--- WHAT IS BEING ASKED ---
In the records below, find each line with the word "coat" and copy it.

[Region pointing data]
----

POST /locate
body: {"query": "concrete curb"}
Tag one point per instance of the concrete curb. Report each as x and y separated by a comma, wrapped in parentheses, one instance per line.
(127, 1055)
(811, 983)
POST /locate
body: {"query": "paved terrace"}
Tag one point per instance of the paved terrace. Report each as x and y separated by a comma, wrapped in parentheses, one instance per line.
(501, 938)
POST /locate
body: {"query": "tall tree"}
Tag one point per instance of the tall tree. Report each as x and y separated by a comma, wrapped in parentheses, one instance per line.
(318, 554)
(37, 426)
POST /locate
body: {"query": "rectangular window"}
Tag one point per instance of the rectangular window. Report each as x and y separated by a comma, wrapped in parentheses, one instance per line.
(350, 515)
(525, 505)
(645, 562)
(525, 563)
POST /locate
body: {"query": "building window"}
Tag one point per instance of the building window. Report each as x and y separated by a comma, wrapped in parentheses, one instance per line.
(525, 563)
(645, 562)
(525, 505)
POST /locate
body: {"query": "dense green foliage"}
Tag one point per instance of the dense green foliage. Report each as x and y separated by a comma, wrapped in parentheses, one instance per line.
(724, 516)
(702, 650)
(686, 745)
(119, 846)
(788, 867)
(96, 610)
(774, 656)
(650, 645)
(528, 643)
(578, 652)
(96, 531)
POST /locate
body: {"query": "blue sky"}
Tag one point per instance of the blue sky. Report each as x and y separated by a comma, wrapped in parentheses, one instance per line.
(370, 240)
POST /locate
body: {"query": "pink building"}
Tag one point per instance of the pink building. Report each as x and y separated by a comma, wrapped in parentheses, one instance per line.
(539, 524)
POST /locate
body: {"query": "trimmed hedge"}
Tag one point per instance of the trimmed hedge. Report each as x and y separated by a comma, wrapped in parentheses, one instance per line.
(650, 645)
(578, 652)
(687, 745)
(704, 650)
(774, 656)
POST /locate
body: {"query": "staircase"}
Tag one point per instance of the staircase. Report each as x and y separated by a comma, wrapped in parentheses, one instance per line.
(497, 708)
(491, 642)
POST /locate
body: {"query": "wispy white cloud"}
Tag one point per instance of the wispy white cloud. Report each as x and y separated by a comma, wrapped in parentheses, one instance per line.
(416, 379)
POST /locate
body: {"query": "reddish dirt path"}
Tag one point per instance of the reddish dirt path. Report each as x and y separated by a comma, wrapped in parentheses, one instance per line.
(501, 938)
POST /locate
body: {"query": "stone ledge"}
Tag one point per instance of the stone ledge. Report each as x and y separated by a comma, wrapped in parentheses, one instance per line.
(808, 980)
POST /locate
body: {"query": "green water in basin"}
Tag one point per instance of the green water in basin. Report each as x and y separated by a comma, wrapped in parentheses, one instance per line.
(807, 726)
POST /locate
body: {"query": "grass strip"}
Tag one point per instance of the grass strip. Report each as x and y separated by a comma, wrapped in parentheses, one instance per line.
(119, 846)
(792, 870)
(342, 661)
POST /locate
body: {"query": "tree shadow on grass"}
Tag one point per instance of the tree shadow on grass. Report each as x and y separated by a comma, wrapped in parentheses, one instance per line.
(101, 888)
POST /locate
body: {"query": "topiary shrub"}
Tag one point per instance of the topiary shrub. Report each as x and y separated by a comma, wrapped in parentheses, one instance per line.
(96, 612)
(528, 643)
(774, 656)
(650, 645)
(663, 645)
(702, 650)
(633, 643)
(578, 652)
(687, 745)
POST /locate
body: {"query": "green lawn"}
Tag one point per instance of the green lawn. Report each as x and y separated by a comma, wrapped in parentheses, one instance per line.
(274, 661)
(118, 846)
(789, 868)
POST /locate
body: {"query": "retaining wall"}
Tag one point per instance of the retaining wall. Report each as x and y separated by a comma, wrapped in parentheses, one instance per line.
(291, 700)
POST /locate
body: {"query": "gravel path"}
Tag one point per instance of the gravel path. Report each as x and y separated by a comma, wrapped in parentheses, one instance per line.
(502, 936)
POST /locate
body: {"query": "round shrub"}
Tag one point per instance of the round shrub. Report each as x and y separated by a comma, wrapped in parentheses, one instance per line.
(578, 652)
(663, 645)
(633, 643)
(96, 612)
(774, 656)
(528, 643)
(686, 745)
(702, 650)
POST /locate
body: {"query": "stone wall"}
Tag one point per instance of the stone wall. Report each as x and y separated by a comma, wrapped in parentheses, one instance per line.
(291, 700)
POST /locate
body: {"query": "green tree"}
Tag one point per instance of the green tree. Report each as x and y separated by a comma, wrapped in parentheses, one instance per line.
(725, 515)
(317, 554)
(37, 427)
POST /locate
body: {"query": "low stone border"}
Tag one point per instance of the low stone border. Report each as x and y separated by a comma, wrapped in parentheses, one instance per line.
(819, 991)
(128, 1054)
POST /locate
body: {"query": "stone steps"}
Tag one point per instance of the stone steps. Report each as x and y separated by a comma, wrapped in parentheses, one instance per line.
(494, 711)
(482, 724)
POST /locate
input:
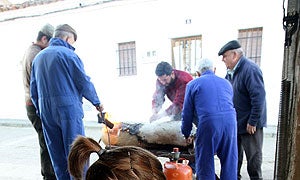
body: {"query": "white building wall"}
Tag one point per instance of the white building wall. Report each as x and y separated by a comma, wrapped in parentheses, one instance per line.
(151, 24)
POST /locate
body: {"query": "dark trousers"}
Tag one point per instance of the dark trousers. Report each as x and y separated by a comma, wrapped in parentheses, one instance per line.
(46, 165)
(252, 146)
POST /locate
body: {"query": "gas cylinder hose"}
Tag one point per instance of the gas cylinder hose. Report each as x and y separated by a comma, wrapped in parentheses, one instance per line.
(100, 152)
(129, 154)
(108, 136)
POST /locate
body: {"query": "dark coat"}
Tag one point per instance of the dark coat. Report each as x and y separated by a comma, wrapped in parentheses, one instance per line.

----

--- RESULT FOR THIS EXERCISE ---
body: {"query": "dark coat"}
Tag one point per instance of the dark coat. Report each as x and y separated by a comma, wrapped in parentheses, one instance per line.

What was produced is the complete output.